§ **Reading text**
*** Begin section ***

In order to avoid double taxation it is provided that if a resident of India becomes liable to pay tax either directly or by deduction in the other country in respect of income from any source, he shall be allowed credit against the Indian tax payable in respect of such income in an amount

not exceeding the tax borne by him in the other country on that portion of the income which is taxed in the said other country. The same benefit is available to the resident of the other Country, on income taxed in India.

In respect of incomes on which taxes are either exempted or reduced, the country of residence will not take the exempted income into account while determining the tax to be imposed on the rest of the income.
Taxation of income from Air and Shipping Transport under DTA agreement
Income derived from the operation of Air transport in international traffic by an enterprise of one contracting state will not be taxed in the other contracting state. In respect of an enterprise of one contracting state, income earned in the other contracting state from the operation of ships in international traffic, will be taxed in that contracting state wherein the place of effective management of enterprise is situated. However some DTA agreement contain provisions to tax the income in the other contracting state also, although at reduced rate. These provisions do not apply to coastal traffic.

Taxation of income from Associated Enterprises under DTA agreements :
In order to plug loop holes for tax evasion, a separate article in DTA agreement provides for taxing the notional income deemed to arise on account of an enterprise of one contracting state participating directly / indirectly in the management of another enterprise in the other contracting state or where some persons participate directly or indirectly in both the enterprises under conditions different from those existing between the independent enterprises.

Taxation of Dividend income under DTA agreement :
Dividend paid by a Company which is a resident of a Contracting State to a resident of the other Contracting State will be taxed in both the States.

Taxation of Interest Income under DTA agreement : Interest paid in a Contracting State to a resident of the other Contracting State is chargeable in both the States.
Taxation of income from Royalties under DTA agreement :

Regarding Royalties arising in a Contracting State and paid to a resident of the other Contracting State:-Some DTA agreements provide for taxation in the other Contracting State.
Some agreements provide for taxation in the contracting State.
Some agreements provide for taxation in both the States.
Taxation of Income from Capital Gains under DTA agreement :
Capital Gains will be taxed in the state where the capital asset is situated at the time of sale.

Taxation of income from Professional Services under DTA Agreement :
Income will be taxed in the state where the person is resident. However if he has a fixed base in the other Contracting State, the income attributable to the fixed base will be taxed in the other contracting state.

*** End section ***

§ **Using the information**
(1) In the text on double taxation agreements, in which state are capital gains taxed?
(2) Please reproduce word for word the part of the double taxation text that opens with the words containing "Taxation of income from Associated" and closes with "chargeable in both the States.".

Source records:
*** Begin section ***

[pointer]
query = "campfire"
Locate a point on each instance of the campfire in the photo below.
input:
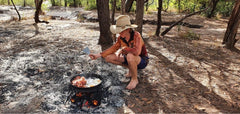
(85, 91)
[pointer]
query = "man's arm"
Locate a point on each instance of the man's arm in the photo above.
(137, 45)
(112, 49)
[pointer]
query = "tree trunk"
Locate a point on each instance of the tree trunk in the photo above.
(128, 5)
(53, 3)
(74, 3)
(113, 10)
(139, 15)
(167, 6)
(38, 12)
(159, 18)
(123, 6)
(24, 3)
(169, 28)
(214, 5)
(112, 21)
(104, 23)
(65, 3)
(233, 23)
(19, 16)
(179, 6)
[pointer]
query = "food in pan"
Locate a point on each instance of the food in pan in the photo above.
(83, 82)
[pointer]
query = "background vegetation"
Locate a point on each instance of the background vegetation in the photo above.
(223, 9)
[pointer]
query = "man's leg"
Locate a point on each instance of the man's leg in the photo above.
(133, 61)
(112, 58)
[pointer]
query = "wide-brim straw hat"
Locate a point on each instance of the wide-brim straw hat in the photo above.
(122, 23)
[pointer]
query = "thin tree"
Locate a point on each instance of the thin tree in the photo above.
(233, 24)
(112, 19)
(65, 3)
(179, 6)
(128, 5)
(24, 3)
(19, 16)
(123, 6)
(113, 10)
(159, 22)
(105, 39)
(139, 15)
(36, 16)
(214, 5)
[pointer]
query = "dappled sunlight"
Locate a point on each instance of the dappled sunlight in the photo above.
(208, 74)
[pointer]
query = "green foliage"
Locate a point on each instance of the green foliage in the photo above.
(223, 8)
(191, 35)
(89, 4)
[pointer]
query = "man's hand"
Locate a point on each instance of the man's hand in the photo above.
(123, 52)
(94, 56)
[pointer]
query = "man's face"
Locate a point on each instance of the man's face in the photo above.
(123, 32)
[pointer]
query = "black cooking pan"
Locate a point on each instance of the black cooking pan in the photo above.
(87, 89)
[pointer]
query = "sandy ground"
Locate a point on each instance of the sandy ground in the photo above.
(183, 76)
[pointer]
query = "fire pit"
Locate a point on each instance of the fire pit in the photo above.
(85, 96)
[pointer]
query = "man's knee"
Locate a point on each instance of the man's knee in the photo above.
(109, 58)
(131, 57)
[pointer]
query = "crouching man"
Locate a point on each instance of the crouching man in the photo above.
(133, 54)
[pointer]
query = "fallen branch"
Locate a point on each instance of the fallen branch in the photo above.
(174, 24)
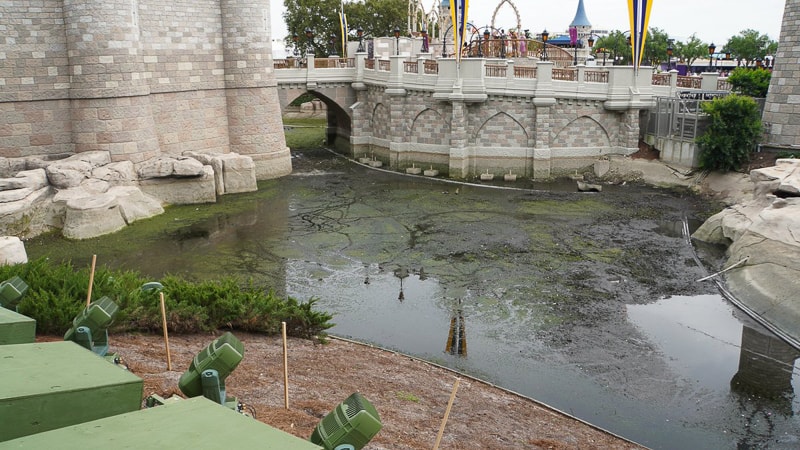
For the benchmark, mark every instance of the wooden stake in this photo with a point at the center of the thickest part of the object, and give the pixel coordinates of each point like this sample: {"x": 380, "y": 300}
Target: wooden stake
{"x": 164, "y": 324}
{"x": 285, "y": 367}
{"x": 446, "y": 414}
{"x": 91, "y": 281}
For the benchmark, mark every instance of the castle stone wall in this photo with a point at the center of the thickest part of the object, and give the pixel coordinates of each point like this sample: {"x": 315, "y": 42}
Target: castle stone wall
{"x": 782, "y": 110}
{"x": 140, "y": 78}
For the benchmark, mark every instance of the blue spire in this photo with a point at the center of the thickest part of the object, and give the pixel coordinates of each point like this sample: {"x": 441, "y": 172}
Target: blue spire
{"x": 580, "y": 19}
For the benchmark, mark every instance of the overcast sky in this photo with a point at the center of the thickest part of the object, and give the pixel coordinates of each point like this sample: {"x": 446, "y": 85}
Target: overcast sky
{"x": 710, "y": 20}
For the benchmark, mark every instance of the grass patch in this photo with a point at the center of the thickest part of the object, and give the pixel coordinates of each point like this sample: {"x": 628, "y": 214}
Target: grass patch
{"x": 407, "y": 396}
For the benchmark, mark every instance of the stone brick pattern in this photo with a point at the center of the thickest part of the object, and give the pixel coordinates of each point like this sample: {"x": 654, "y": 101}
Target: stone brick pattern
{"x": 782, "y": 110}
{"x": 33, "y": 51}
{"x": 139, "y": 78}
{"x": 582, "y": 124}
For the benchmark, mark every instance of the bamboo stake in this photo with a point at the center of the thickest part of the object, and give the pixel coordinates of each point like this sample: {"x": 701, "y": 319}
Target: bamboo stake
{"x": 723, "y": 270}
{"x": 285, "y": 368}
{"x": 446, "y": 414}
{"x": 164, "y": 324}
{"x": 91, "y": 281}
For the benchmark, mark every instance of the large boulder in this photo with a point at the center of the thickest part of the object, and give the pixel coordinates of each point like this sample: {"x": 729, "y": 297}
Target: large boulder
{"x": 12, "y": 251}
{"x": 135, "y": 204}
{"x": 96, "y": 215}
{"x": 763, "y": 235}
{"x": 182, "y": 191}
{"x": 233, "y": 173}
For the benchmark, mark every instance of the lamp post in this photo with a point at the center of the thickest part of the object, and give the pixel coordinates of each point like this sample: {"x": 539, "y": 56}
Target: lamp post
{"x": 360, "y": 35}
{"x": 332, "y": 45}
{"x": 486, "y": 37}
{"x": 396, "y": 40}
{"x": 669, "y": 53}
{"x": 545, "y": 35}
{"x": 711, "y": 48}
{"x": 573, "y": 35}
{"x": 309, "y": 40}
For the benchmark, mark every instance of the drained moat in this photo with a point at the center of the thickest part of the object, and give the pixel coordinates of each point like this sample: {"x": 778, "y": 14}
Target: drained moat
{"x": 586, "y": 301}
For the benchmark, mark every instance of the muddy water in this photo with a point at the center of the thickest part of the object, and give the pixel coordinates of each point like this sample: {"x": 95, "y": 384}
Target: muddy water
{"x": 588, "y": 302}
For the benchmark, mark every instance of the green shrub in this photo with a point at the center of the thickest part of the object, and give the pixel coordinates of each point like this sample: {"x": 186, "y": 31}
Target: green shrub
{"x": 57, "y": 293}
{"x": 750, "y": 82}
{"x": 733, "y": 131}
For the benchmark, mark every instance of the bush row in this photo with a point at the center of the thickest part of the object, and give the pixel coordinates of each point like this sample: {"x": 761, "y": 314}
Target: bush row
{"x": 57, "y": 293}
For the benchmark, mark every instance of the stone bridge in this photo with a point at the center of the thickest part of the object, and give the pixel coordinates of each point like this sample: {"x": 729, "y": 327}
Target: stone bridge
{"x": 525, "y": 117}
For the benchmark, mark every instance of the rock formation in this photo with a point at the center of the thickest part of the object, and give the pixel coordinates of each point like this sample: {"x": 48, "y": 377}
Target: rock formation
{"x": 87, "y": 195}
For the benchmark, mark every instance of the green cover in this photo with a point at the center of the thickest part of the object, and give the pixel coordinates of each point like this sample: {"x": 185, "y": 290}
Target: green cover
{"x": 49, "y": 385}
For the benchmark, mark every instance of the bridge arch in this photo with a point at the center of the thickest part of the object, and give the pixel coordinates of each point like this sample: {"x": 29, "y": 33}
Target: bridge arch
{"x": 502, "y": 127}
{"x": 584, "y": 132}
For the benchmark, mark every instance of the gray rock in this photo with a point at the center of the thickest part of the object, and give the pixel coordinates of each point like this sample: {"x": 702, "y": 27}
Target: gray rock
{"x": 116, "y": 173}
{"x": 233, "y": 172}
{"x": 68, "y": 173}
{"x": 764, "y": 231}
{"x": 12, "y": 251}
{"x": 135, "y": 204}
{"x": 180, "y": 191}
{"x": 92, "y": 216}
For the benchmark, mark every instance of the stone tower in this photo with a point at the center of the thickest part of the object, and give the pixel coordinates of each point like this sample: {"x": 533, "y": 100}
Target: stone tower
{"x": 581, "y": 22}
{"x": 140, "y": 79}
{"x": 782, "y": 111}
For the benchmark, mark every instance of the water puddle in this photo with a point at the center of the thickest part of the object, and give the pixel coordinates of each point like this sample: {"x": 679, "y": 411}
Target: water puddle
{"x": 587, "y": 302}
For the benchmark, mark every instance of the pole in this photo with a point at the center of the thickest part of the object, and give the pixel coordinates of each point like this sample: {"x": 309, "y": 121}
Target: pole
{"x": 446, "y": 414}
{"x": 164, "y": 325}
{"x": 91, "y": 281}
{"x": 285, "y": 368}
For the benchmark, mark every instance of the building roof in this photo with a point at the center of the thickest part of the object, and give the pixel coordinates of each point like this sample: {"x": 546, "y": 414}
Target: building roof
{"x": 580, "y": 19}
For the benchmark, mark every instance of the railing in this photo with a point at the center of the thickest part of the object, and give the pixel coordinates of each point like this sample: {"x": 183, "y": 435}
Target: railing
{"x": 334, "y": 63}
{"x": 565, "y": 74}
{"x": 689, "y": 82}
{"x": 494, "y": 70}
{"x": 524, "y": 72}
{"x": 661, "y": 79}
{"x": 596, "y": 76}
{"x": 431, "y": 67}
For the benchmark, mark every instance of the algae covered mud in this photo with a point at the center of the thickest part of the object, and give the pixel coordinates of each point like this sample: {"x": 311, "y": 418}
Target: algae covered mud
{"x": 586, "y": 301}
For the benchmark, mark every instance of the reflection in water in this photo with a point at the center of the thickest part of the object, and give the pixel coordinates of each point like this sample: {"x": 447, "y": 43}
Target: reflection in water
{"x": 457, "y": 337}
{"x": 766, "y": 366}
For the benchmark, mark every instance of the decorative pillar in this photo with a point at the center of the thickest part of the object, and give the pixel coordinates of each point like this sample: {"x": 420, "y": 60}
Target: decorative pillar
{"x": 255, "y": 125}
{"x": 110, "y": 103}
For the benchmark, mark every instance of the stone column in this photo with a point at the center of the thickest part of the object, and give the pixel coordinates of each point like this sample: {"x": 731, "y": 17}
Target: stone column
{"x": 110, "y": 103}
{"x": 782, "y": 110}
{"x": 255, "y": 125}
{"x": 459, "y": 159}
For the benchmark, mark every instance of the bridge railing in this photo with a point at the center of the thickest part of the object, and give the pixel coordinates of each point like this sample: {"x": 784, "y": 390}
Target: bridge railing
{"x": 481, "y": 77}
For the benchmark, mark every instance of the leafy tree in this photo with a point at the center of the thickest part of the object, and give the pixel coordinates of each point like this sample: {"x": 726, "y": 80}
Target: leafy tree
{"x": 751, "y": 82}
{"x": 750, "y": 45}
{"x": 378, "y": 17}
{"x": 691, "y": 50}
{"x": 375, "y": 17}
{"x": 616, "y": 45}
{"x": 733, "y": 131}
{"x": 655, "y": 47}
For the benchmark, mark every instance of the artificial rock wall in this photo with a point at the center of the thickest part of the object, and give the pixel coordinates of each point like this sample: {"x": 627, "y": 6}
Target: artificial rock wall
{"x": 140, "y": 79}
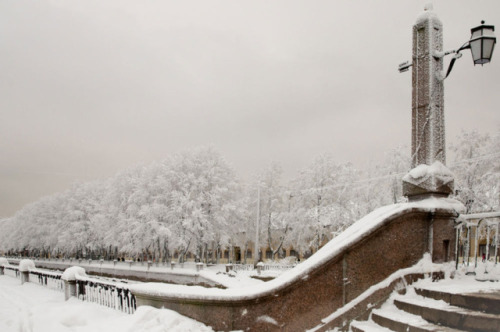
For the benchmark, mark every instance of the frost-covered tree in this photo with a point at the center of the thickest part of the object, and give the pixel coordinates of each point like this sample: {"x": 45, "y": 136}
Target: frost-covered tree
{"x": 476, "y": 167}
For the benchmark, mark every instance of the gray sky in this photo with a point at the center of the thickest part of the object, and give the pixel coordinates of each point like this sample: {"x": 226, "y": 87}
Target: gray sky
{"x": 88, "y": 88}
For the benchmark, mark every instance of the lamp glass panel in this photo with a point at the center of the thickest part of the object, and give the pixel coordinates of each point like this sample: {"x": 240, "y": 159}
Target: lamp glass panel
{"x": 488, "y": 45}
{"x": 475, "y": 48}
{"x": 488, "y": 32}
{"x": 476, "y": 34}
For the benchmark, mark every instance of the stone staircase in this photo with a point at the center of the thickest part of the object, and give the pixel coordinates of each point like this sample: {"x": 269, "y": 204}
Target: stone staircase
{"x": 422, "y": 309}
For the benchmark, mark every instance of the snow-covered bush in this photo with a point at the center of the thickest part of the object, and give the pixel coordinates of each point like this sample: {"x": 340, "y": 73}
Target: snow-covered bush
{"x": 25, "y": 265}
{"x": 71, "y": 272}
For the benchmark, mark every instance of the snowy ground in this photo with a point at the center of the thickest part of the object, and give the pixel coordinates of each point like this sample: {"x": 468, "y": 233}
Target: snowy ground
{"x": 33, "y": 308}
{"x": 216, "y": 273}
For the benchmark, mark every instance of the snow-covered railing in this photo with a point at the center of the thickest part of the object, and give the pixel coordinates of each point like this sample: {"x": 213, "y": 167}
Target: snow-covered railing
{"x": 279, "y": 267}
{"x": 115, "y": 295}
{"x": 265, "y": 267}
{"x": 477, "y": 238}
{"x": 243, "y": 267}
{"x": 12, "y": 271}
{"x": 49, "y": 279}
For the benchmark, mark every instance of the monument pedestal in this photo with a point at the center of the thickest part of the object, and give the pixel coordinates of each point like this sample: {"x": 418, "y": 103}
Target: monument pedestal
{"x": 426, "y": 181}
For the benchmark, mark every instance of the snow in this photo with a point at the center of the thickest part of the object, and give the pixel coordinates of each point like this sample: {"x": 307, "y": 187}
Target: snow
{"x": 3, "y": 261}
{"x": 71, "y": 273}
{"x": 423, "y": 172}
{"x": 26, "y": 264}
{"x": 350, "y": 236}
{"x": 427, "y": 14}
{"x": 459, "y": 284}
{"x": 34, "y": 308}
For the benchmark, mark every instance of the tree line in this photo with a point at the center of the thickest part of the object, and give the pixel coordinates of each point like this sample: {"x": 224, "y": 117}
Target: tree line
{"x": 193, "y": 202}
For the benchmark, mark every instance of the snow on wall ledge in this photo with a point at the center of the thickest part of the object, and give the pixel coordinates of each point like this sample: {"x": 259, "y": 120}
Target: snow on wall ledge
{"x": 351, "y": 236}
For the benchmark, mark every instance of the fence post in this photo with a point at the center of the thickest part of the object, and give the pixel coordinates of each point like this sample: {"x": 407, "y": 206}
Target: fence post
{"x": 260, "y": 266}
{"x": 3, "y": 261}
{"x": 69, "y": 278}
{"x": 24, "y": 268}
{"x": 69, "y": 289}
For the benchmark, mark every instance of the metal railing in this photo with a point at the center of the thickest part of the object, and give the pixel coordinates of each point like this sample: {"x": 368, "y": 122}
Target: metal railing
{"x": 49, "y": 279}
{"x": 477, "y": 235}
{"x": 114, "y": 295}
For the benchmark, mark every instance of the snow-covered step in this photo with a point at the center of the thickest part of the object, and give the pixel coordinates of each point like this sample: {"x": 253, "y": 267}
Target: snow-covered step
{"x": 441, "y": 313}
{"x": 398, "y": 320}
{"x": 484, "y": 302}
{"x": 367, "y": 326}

*** End section ***

§ **Results for each task**
(1) Capital gains are taxed in the state where the capital asset is situated at the time of sale.

(2)
Taxation of income from Associated Enterprises under DTA agreements :
In order to plug loop holes for tax evasion, a separate article in DTA agreement provides for taxing the notional income deemed to arise on account of an enterprise of one contracting state participating directly / indirectly in the management of another enterprise in the other contracting state or where some persons participate directly or indirectly in both the enterprises under conditions different from those existing between the independent enterprises.

Taxation of Dividend income under DTA agreement :
Dividend paid by a Company which is a resident of a Contracting State to a resident of the other Contracting State will be taxed in both the States.

Taxation of Interest Income under DTA agreement : Interest paid in a Contracting State to a resident of the other Contracting State is chargeable in both the States.